----- Выбранный отрывок -----
* * *
Я с детства ненавидела внимание к своей персоне! Терпеть не могла фотографироваться. У меня даже прозвище было «Дикарка», настолько я была замкнутая. Я жила в своём мире, где в основном занималась музыкой. Наша семья была не из бедных, каждое лето снимали дачу. Там вокруг меня постоянно толпились ровесники, потому что я хорошо играла на пианино, песенки пела. Внимание ко мне крутилось вокруг одного и того же: хорошо пою, хорошо играю, и я поняла, что привлекаю людей только с этой точки зрения. В остальном я была, в общем-то, никакая. Не спортивная. В волейбол не играла. На танцы не ходила. Рыжий очкарик с косой, вечно затюканный бабушкой: туда не ходи, сюда не ходи.
* * *
В 1963 году, когда мне было 14 лет, арестовали отца Бориса Михайловича – были, видимо, какие-то к нему вопросы как к директору Талдомской обувной фабрики. Дали ему три года, но потом полтора года скостили. Позже выяснилось, что папа ни в чём не виноват – мол, это была судебная ошибка. Но здоровья она ему не прибавила. Наши родители ушли от нас с братом совсем рано. Им было всего по 64 года. Сердце подвело.
* * *
После школы я хотела заниматься журналистикой. Я даже работала на радио – на иновещании. Однажды записала для него интервью с Аидой Ведищевой, популярной в 60-е годы исполнительницей, живущей ныне в США. Потом даже ходила на подготовительные курсы журфака МГУ, но поступать туда всё-таки не стала.
* * *
После «Арлекино» и победы в болгарском конкурсе «Золотой Орфей» я объездила с гастролями всю страну, в том числе и со студентами циркового училища. Акробаты прыгали, а я аккомпанировала им на пианино. И лишь под занавес пела сама. Платили мне тогда по 2 рубля за представление. Впрочем, даже обретя всесоюзную славу и собирая стадионы, я получала немногим больше – 8 рублей за одно отделение. Такие были тарифы на советской эстраде.
* * *
Я пела для всех. Сначала, правда, интеллигенция несколько воротила нос, но потом подтянулась и она – в особенности после Мандельштама. Мандельштам воспринимался начальством сложно – просили, допустим, вместо «еврейский музыкант» спеть «прекрасный музыкант», но эти комиссии ведь тоже были не совсем твердокаменные. Двадцать пять рублей или бутыль коньяка хорошего творили чудеса.
* * *
Скандал у меня был единственный – в гостинице «Прибалтийская». Для артиста, вообще говоря, много значит номер, в котором он живёт. Я всегда обожала гастроли, потому что с хорошей командой ездить, посидеть после концерта, похохмить – это большое счастье, и не верь тому, кто жалуется на такую жизнь. Вот ты приехал, вот твой автобус чуть не несут на руках, справа толпа восторженная, слева толпа озлобленная, которая на тебя не попала, – это вообще довольно приятно – собирать стадион. Но при этом очень важно, чтобы у тебя в каждом городе были привычные места, чтобы ты хоть куда-то приезжал как домой, и у меня был номер в «Прибалтийской» с очень любимым и привычным видом. Я однажды приезжаю, а этот номер занят, там живёт другой человек и очень негодует, что я пытаюсь войти. Скандал по нынешним меркам был скромный, и я могла вообще его остановить, потому что мне привезли гранки статьи «Звезда распоясалась» и сказали: если не хотите, печатать не будем. Но это не казалось мне чем-то ужасным – я только потом поняла, что это раскручивалось не без умысла, чтобы сорвать мне гастроли с Удо Линденбергом. Он, видишь ли, оказался антисоветчиком.
----- Исходные строки -----
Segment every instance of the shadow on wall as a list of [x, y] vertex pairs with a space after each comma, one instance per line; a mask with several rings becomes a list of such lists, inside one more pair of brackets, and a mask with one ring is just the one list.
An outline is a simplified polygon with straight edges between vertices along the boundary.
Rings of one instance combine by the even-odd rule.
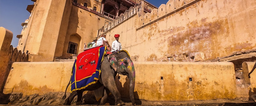
[[253, 88], [252, 89], [251, 88], [250, 88], [250, 90], [249, 91], [249, 100], [256, 101], [256, 88]]
[[[122, 100], [126, 103], [131, 103], [130, 97], [130, 84], [129, 79], [127, 76], [126, 77], [125, 82], [124, 83], [123, 87], [122, 83], [119, 81], [118, 77], [118, 76], [116, 76], [116, 84], [121, 95], [121, 97], [122, 98]], [[141, 105], [142, 102], [139, 100], [139, 97], [137, 91], [134, 92], [134, 96], [135, 104], [136, 105]]]

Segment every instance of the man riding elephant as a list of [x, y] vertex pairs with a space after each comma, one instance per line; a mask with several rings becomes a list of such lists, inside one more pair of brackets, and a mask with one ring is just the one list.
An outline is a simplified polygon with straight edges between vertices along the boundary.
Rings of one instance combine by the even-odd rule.
[[[115, 76], [117, 73], [119, 73], [126, 75], [129, 79], [130, 98], [132, 104], [134, 105], [135, 103], [133, 93], [135, 72], [133, 62], [128, 52], [123, 50], [105, 57], [101, 66], [101, 73], [99, 78], [99, 81], [92, 84], [85, 88], [73, 92], [66, 100], [64, 104], [70, 105], [74, 98], [77, 95], [76, 105], [81, 105], [84, 91], [94, 90], [104, 86], [104, 95], [101, 98], [100, 104], [105, 104], [107, 98], [107, 94], [111, 92], [115, 97], [115, 105], [125, 105], [125, 103], [121, 100], [121, 96], [115, 81]], [[69, 83], [68, 86], [69, 84]], [[65, 98], [66, 92], [62, 98]]]

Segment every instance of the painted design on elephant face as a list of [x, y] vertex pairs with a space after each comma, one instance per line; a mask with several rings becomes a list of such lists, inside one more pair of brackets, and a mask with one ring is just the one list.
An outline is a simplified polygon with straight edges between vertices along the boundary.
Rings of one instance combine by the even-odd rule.
[[114, 58], [112, 58], [110, 60], [109, 62], [110, 63], [110, 65], [115, 70], [117, 70], [117, 66], [115, 64], [114, 61], [115, 61], [116, 59]]

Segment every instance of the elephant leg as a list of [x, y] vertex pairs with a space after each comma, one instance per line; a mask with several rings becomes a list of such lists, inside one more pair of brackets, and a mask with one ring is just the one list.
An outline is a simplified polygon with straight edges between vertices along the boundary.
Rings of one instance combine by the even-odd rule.
[[82, 90], [78, 90], [76, 91], [77, 92], [77, 101], [76, 101], [76, 105], [79, 105], [82, 104], [82, 97], [83, 96], [83, 91]]
[[71, 93], [69, 97], [65, 101], [65, 102], [64, 102], [64, 104], [63, 105], [70, 105], [71, 104], [71, 102], [74, 98], [75, 97], [75, 96], [77, 94], [77, 93], [76, 91], [73, 92]]
[[105, 104], [107, 102], [107, 97], [108, 96], [108, 94], [110, 92], [110, 91], [107, 88], [104, 87], [104, 95], [102, 97], [102, 98], [101, 98], [101, 103], [100, 104], [100, 105], [105, 105]]
[[113, 76], [112, 77], [113, 78], [107, 79], [107, 80], [106, 81], [103, 82], [103, 84], [104, 86], [106, 87], [110, 91], [115, 97], [115, 105], [120, 106], [125, 105], [125, 103], [121, 99], [121, 95], [116, 85], [116, 82], [115, 82], [114, 77]]

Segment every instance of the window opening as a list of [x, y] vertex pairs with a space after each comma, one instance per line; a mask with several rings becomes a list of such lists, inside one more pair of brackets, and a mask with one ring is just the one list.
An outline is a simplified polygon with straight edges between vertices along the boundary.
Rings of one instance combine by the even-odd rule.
-----
Задания
1. Кратко перескажите абзац отрывка, который начинается словами «После „Арлекино“ и победы», и сохраните его основные факты.
2. Перепишите из исходных строк без изменений фрагмент от строки с «Segment every instance of the elephant» до строки с «82], [114, 77]]» включительно.

Ответы
1. После «Арлекино» и победы на болгарском конкурсе «Золотой Орфей» я гастролировала по всей стране, в том числе со студентами циркового училища. Я аккомпанировала акробатам на пианино и только в конце пела сама. За представление мне платили 2 рубля. Даже при всесоюзной славе и полных стадионах я получала немногим больше, 8 рублей за отделение: таковы были тарифы советской эстрады.

2.
Segment every instance of the elephant leg as a list of [x, y] vertex pairs with a space after each comma, one instance per line; a mask with several rings becomes a list of such lists, inside one more pair of brackets, and a mask with one ring is just the one list.
An outline is a simplified polygon with straight edges between vertices along the boundary.
Rings of one instance combine by the even-odd rule.
[[82, 90], [78, 90], [76, 91], [77, 92], [77, 101], [76, 101], [76, 105], [79, 105], [82, 104], [82, 97], [83, 96], [83, 91]]
[[71, 93], [69, 97], [65, 101], [65, 102], [64, 102], [64, 104], [63, 105], [70, 105], [71, 104], [71, 102], [74, 98], [75, 97], [75, 96], [77, 94], [77, 93], [76, 91], [73, 92]]
[[105, 104], [107, 102], [107, 97], [108, 96], [108, 94], [110, 92], [110, 91], [107, 88], [104, 87], [104, 95], [102, 97], [102, 98], [101, 98], [101, 103], [100, 104], [100, 105], [105, 105]]
[[113, 76], [112, 77], [113, 78], [107, 79], [107, 80], [106, 81], [103, 82], [103, 84], [104, 86], [106, 87], [110, 91], [115, 97], [115, 105], [120, 106], [125, 105], [125, 103], [121, 99], [121, 95], [116, 85], [116, 82], [115, 82], [114, 77]]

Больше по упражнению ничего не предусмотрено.